Reproduce all of the data word for word.
****
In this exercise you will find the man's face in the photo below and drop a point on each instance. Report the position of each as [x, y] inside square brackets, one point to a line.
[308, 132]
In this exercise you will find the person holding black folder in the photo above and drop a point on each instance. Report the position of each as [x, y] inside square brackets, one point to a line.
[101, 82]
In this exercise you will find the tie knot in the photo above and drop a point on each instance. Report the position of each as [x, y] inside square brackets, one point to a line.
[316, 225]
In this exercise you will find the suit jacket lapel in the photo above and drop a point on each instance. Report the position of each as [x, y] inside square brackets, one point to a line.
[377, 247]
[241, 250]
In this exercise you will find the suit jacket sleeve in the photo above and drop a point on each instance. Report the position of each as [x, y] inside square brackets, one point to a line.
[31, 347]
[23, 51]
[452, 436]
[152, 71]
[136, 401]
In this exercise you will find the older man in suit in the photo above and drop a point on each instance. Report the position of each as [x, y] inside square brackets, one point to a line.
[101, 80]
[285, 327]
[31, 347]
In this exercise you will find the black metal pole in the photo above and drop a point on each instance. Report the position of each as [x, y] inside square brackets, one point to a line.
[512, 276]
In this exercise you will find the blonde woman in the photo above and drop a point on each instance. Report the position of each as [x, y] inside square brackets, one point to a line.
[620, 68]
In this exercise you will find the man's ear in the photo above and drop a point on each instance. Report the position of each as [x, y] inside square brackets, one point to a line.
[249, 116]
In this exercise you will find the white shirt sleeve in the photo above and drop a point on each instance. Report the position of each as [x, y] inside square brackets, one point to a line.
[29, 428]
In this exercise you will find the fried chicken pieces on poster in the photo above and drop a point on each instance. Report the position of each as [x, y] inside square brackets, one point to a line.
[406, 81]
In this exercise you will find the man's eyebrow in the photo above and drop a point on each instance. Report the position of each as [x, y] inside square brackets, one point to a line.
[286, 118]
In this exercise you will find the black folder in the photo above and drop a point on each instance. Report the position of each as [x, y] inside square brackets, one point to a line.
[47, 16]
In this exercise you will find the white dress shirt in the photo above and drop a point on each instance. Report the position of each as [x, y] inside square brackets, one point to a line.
****
● **Solution to this task**:
In this exercise you will find the man's face in the photo below and drop a point on each instance. Report the position of each as [x, y] inside square brackets, one point to a line.
[308, 132]
In this exercise you will find the person holding black folder in the photo above and drop a point on each instance. Report the position of each as [x, y] inside square brackets, one point to a line.
[101, 82]
In this exercise you will find the tie knot in the photo above and drop a point on each instance. Report the position of each as [x, y] inside square brackets, one point to a line.
[316, 225]
In this exercise you will find the suit jacket lapel in the photo above and drop a point on each instance. Report the position of each as [x, y] inside square brackets, one point to a line.
[377, 247]
[241, 250]
In this exercise you will find the suit jacket sleeve in the photo above and drop a point on each instance. Report the position of each as [x, y] inside square brackets, one point to a line.
[31, 347]
[23, 51]
[452, 436]
[152, 71]
[136, 401]
In this exercise you will find the older man in suit in the photo above and drop a point on each instance. Report the position of each as [x, y] inside square brackets, one point to a line.
[101, 80]
[285, 327]
[31, 347]
In this exercise you will find the black metal pole in the photo above and drop a point on each instance. Report the position of each as [x, y] inside square brackets, one point to a line.
[512, 276]
In this exercise you will find the blonde woman in the photo above and drop a point on each instance. Report the position of each as [x, y] inside square brackets, one point to a line.
[620, 68]
In this exercise you will find the man's ear in the photo above and drop a point on each instance. Report the position of each as [x, y] inside square brackets, one point to a line.
[249, 116]
In this exercise you will find the white shirt sleeve in the photo above and drop a point on each instance. Report the position of each as [x, y] inside square brackets, one point to a line.
[29, 428]
In this exercise you will find the fried chicken pieces on poster in the photo above and drop a point on each instance. Report the position of each as [x, y] inside square brackets, one point to a line.
[406, 81]
In this exercise you will find the man's eyebrow in the photo above and drop a point on each instance. Report the position of each as [x, y] inside square brackets, one point to a line.
[286, 118]
In this exercise you will find the black folder in the photo above and drop a point on each instance. Report the position of each as [x, y] inside square brackets, one point to a line.
[47, 16]
In this exercise you will find the white dress shirt in the photo above and drop a point on each instance. Report the position of each as [x, y] inside square brackets, one point to a line.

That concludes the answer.